═════ TESTO DEL DOCUMENTO ═════

I prezzi continuano ad aumentare. Lo so che starete pensando “che noia, non si parla d’altro!”. E in effetti è proprio così. Cerchiamo di mettere un po’ di ordine e capire perché l’aumento dei prezzi è il grande tema di interesse di questi mesi. Molti tendono ad attribuire alla maledetta guerra, che purtroppo va ancora avanti in Ucraina, la colpa dell’inflazione. Nei fatti le cose non stanno proprio così.
Come abbiamo scritto anche noi in questo portale (qui) già nel mese di settembre del 2021 si vedevano le prime avvisaglie di questa inflazione: negli Stati Uniti l’indice dei prezzi al consumo segnava aumenti del 5.4% e in Germania del 4.5% (mai così alta da 28 anni a questa parte). Il 13 ottobre 2021 sempre su questo sito pubblicavamo l’articolo “Novanta franchi per un pieno? L’inflazione è arrivata”; in questo articolo discutevamo dell’aumento del prezzo del petrolio.

═════ MATERIALE FORNITO ═════

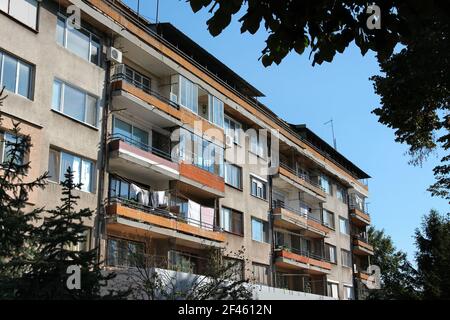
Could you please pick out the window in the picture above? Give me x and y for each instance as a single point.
(232, 221)
(341, 194)
(325, 184)
(15, 75)
(258, 145)
(6, 145)
(23, 10)
(348, 292)
(83, 169)
(74, 103)
(136, 79)
(259, 230)
(344, 226)
(233, 129)
(188, 94)
(78, 40)
(124, 253)
(235, 268)
(233, 175)
(328, 219)
(333, 290)
(346, 258)
(201, 152)
(83, 245)
(258, 188)
(216, 110)
(130, 133)
(330, 253)
(260, 273)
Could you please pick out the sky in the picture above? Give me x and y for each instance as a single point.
(341, 91)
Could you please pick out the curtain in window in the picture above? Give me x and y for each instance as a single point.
(86, 175)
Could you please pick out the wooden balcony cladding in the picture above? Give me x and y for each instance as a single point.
(326, 266)
(284, 172)
(362, 248)
(185, 116)
(358, 217)
(160, 221)
(288, 219)
(202, 177)
(117, 145)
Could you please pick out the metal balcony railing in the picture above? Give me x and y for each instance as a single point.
(302, 252)
(166, 212)
(309, 215)
(304, 177)
(140, 145)
(118, 73)
(301, 283)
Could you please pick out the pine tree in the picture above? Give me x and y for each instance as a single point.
(433, 256)
(16, 216)
(57, 239)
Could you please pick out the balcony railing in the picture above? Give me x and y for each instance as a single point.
(300, 283)
(304, 253)
(175, 261)
(118, 74)
(309, 215)
(140, 145)
(166, 211)
(304, 177)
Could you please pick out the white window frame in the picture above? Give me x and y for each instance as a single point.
(347, 226)
(18, 63)
(60, 174)
(91, 35)
(237, 132)
(86, 95)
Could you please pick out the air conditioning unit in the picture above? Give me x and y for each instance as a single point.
(229, 140)
(114, 55)
(173, 97)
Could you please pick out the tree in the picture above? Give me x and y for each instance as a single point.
(414, 88)
(398, 277)
(221, 279)
(16, 216)
(56, 242)
(433, 256)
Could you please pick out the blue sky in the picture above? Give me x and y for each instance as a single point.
(341, 90)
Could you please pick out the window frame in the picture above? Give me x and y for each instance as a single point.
(60, 109)
(18, 62)
(265, 233)
(347, 226)
(263, 190)
(91, 36)
(240, 175)
(60, 174)
(349, 258)
(232, 214)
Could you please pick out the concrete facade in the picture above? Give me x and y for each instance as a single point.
(151, 53)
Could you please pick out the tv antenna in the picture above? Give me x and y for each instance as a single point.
(332, 132)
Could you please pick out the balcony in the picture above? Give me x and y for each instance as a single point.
(289, 177)
(361, 246)
(201, 179)
(289, 258)
(140, 98)
(129, 216)
(359, 216)
(293, 219)
(140, 160)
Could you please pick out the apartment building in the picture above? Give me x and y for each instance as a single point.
(175, 153)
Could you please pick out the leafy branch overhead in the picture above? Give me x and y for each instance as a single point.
(324, 26)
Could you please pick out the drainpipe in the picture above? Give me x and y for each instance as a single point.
(271, 235)
(100, 227)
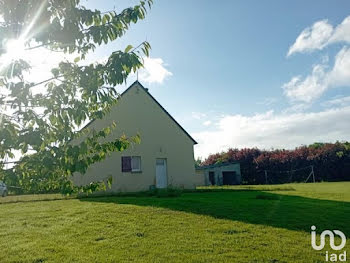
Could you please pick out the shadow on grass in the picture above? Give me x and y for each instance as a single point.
(255, 207)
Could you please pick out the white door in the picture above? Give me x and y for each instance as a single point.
(161, 176)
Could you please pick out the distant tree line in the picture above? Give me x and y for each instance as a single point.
(330, 161)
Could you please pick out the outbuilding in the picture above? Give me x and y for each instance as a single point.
(221, 174)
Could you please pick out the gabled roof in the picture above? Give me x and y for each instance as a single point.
(167, 113)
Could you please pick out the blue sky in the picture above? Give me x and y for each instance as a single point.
(222, 69)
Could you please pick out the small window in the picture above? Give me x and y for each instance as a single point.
(136, 164)
(131, 164)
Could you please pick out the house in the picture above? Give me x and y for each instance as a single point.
(220, 174)
(164, 158)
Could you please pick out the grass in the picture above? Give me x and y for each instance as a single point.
(227, 224)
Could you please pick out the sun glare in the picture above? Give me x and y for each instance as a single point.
(15, 49)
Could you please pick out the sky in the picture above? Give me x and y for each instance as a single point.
(267, 74)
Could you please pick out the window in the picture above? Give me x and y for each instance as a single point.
(131, 164)
(136, 164)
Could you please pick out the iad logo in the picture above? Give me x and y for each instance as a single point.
(334, 257)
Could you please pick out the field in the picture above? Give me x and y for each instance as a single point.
(227, 224)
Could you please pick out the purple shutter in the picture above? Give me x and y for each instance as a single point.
(126, 164)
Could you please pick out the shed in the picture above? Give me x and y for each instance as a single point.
(221, 174)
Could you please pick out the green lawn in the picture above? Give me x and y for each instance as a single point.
(228, 224)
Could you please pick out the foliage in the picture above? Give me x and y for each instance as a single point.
(42, 126)
(331, 162)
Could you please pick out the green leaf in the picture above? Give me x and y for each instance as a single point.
(128, 48)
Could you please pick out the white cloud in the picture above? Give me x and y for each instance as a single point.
(267, 101)
(198, 115)
(315, 37)
(320, 35)
(337, 101)
(306, 90)
(274, 130)
(154, 71)
(207, 123)
(314, 85)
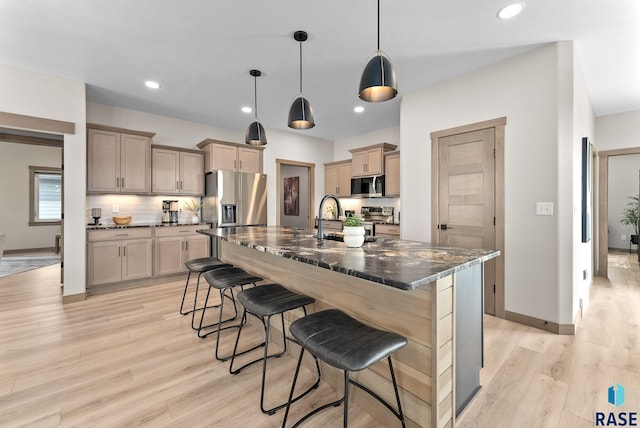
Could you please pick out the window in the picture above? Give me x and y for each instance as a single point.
(45, 188)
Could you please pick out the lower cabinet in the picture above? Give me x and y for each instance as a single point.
(128, 254)
(119, 255)
(176, 245)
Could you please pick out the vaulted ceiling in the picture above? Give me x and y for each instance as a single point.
(201, 51)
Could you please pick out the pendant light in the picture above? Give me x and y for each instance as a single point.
(378, 81)
(301, 114)
(255, 135)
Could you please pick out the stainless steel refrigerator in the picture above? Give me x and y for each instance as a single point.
(235, 199)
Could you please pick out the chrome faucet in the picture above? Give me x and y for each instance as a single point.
(320, 227)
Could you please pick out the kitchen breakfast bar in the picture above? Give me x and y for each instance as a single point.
(430, 294)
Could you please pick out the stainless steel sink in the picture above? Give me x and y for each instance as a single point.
(340, 237)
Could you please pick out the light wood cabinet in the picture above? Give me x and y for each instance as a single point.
(177, 172)
(119, 255)
(392, 174)
(118, 161)
(369, 160)
(337, 178)
(127, 254)
(390, 230)
(177, 244)
(222, 155)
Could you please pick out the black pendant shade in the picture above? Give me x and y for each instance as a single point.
(301, 114)
(378, 82)
(255, 135)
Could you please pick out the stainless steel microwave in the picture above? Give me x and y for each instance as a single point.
(367, 187)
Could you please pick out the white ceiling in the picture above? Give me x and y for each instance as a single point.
(201, 51)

═════

■ ESERCIZIO 1: Ricopia fedelmente il brano del testo sull'aumento dei prezzi, partendo dalle parole "Come abbiamo scritto" e fermandoti dopo "prezzo del petrolio.".
■ ESERCIZIO 2: Secondo il testo sull'aumento dei prezzi, di quanto cresceva l'indice dei prezzi al consumo in Germania nel settembre 2021?
Rispondi basandoti soltanto sul testo.

■ LA TUA RISPOSTA 1:
Come abbiamo scritto anche noi in questo portale (qui) già nel mese di settembre del 2021 si vedevano le prime avvisaglie di questa inflazione: negli Stati Uniti l’indice dei prezzi al consumo segnava aumenti del 5.4% e in Germania del 4.5% (mai così alta da 28 anni a questa parte). Il 13 ottobre 2021 sempre su questo sito pubblicavamo l’articolo “Novanta franchi per un pieno? L’inflazione è arrivata”; in questo articolo discutevamo dell’aumento del prezzo del petrolio.

■ LA TUA RISPOSTA 2: Del 4.5%.